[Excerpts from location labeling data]

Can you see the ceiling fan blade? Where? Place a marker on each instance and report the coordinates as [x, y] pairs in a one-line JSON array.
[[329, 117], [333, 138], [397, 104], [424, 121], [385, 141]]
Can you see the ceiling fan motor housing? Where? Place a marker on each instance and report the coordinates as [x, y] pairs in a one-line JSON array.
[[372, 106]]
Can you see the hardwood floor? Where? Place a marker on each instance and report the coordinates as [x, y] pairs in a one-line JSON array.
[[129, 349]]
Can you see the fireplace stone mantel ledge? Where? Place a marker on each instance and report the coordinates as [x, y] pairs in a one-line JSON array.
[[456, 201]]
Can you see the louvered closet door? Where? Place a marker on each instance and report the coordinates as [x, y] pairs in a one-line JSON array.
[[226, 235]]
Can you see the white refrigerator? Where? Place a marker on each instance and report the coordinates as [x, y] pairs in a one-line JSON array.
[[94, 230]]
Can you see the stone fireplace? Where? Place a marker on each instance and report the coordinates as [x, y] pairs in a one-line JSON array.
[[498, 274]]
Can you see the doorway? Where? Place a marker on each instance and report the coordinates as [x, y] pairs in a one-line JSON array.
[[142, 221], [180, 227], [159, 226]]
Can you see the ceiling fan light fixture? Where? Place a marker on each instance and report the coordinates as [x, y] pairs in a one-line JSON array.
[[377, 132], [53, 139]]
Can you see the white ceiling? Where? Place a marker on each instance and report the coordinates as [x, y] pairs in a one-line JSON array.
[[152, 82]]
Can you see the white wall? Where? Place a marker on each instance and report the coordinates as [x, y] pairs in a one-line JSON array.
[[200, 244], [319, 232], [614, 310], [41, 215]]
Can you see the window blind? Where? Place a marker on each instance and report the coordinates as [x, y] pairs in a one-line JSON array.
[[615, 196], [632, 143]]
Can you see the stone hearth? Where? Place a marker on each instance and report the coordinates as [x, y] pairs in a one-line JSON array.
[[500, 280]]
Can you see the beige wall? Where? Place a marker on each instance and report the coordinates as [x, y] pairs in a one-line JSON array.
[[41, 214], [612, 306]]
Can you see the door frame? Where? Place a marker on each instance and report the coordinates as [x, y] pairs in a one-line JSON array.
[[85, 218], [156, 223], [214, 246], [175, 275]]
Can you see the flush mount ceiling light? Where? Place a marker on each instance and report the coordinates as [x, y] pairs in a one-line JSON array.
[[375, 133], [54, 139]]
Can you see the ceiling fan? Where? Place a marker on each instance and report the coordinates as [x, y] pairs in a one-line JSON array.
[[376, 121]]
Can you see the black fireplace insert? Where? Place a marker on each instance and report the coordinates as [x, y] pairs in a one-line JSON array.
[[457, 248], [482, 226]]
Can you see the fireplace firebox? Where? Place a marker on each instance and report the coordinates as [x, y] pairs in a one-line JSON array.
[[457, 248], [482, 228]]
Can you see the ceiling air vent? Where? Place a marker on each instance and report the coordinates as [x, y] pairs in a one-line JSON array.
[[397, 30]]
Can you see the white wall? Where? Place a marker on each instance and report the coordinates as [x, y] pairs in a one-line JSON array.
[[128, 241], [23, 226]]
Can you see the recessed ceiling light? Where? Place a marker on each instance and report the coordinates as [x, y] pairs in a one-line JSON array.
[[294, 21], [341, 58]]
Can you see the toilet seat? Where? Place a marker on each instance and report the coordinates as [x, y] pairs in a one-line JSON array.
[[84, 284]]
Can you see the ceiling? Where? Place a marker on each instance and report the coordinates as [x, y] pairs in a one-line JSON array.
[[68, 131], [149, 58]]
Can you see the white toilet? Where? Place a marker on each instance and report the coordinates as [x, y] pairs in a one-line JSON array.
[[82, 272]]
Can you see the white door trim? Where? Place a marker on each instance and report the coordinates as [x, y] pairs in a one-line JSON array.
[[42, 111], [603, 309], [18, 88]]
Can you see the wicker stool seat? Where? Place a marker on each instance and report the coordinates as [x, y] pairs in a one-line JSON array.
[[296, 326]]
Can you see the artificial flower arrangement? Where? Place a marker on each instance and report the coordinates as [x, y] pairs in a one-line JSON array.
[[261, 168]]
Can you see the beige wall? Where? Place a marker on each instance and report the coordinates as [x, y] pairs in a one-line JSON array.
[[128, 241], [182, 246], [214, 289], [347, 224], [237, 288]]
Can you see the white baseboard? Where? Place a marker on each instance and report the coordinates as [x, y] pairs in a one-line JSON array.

_The exercise_
Put every line of the records above into a Markdown table with the columns Row and Line, giving each line a row number and skipping blank lines.

_Result of this task_
| Row | Line |
|---|---|
| 1 | Can you see the ceiling fan blade? Where? Place a marker on each instance and report the coordinates as [x, y] pairs in a one-line JSON array. |
| 2 | [[329, 117], [333, 138], [397, 104], [424, 121], [385, 141]] |
| 3 | Can you see the ceiling fan motor housing? Where? Place a marker on each instance and report the coordinates as [x, y] pairs in a one-line JSON array. |
| 4 | [[372, 106]] |
| 5 | Can you see the hardwood floor? Where? Place a marker on each instance and report the coordinates as [x, y] pairs in a one-line JSON array. |
| 6 | [[129, 349]] |
| 7 | Can you see the fireplace stone mantel ledge? Where? Place a marker on each instance and report the coordinates as [x, y] pairs in a one-line JSON array. |
| 8 | [[456, 201]] |
| 9 | Can you see the louvered closet door? Where? Place a marker on each instance and report the coordinates as [x, y] pairs in a one-line JSON array. |
| 10 | [[226, 235]] |
| 11 | Can you see the white refrigerator? Where? Place a marker on each instance and report the coordinates as [x, y] pairs in a one-line JSON array. |
| 12 | [[94, 230]] |
| 13 | Can you see the stone fireplace? Where? Place a marker on each instance and report the coordinates as [x, y] pairs in a one-line JSON array. |
| 14 | [[498, 274]] |
| 15 | Can you see the doorway? Where? Place a marker on each instance and report the coordinates as [x, y] pairs in a one-line JSON array. |
| 16 | [[142, 221], [180, 227], [159, 226]] |
| 17 | Can you see the ceiling fan light fixture? Where? Place a marker on each instance and report the coordinates as [x, y] pairs in a one-line JSON array. |
| 18 | [[377, 132], [53, 139]] |
| 19 | Can you see the white ceiling? Where? Place a marker on each instance and report the coordinates as [x, y] pairs in a one-line JSON array. |
| 20 | [[152, 82]] |
| 21 | Can you see the white wall? Where? Place a marker on each instance and report the coordinates as [x, y] pairs in a one-line JSON array. |
| 22 | [[200, 244], [319, 232], [614, 310], [41, 215]] |
| 23 | Can you see the window blind? Where? Place a marker on each instance and report the coordinates as [x, y] pairs in a one-line JSON array. |
| 24 | [[615, 196], [632, 143]] |
| 25 | Can you see the stone hearth? Where? Place a marker on each instance and report the coordinates as [x, y] pairs in a one-line JSON array. |
| 26 | [[500, 280]] |
| 27 | Can you see the beige wall? Where? Place a marker on each instance and report the coordinates as [x, y] pairs in a one-line JSON array. |
| 28 | [[41, 214], [612, 306]] |
| 29 | Can you see the door frame? Where? Place a marker on each instance and report the coordinates as [x, y] pairs in a one-line JSON array. |
| 30 | [[85, 218], [156, 223], [214, 246], [175, 275]] |
| 31 | Can you see the flush mount ceiling light? Where? Place a marker on each instance and report the coordinates as [x, y] pairs in a one-line JSON array. |
| 32 | [[375, 133], [54, 139]] |
| 33 | Can you see the ceiling fan? Where? Place a marker on each instance and report the coordinates as [x, y] pairs in a one-line JSON array. |
| 34 | [[376, 121]] |
| 35 | Can you see the black fireplace insert? Where? Place a marker on each instance and report the coordinates as [x, y] pairs in a one-line JSON array. |
| 36 | [[457, 248], [482, 226]] |
| 37 | Can you see the fireplace firebox? Where? Place a marker on each instance and report the coordinates as [x, y] pairs in a one-line JSON array. |
| 38 | [[457, 248], [482, 228]] |
| 39 | Can you see the ceiling air vent? Where? Place a marker on each instance and report the coordinates as [x, y] pairs in a one-line JSON array. |
| 40 | [[397, 30]] |
| 41 | Can you see the white wall? Where? Place a marker on each instance and report the coordinates as [x, y] pairs in a one-line JSON array. |
| 42 | [[128, 241], [23, 226]] |
| 43 | Can you see the recessed ceiling light? Where? Place a marker on each instance and report the coordinates as [x, y] pairs in a one-line JSON array. |
| 44 | [[294, 21], [341, 58]] |
| 45 | Can you see the toilet seat? Where? Place a marker on each instance and report the coordinates as [x, y] pairs in a one-line JSON array. |
| 46 | [[84, 284]] |
| 47 | Can you see the ceiling? Where? Place a marker on each instance and report the coordinates as [x, y] pairs in a one-line JSON array. |
| 48 | [[68, 131], [149, 58]] |
| 49 | Can you see the white toilet? Where? Place a marker on each instance and report the coordinates as [x, y] pairs in a one-line JSON array. |
| 50 | [[82, 272]] |
| 51 | Can you see the white door trim? Where? Place a marker on each instance and report the coordinates as [x, y] pairs in a one-line JSON array. |
| 52 | [[42, 111], [603, 309], [18, 88]] |
| 53 | Can you see the wicker stool seat? Where? Place a marker on each instance and report the coordinates as [x, y] pairs in a one-line JSON array. |
| 54 | [[296, 326]] |
| 55 | Can you see the artificial flower arrangement? Where? Place a marker on each instance and report the coordinates as [x, y] pairs in a one-line JSON array. |
| 56 | [[261, 168]] |
| 57 | Can you see the beige wall? Where? Place a marker on each instance and report the coordinates as [x, y] pairs in a one-line JSON array. |
| 58 | [[128, 241], [182, 246], [214, 289], [347, 224], [237, 288]] |
| 59 | Can you see the white baseboard? Where? Place a marker on each instance and report the coordinates as [x, y] pairs in a one-line JSON array. |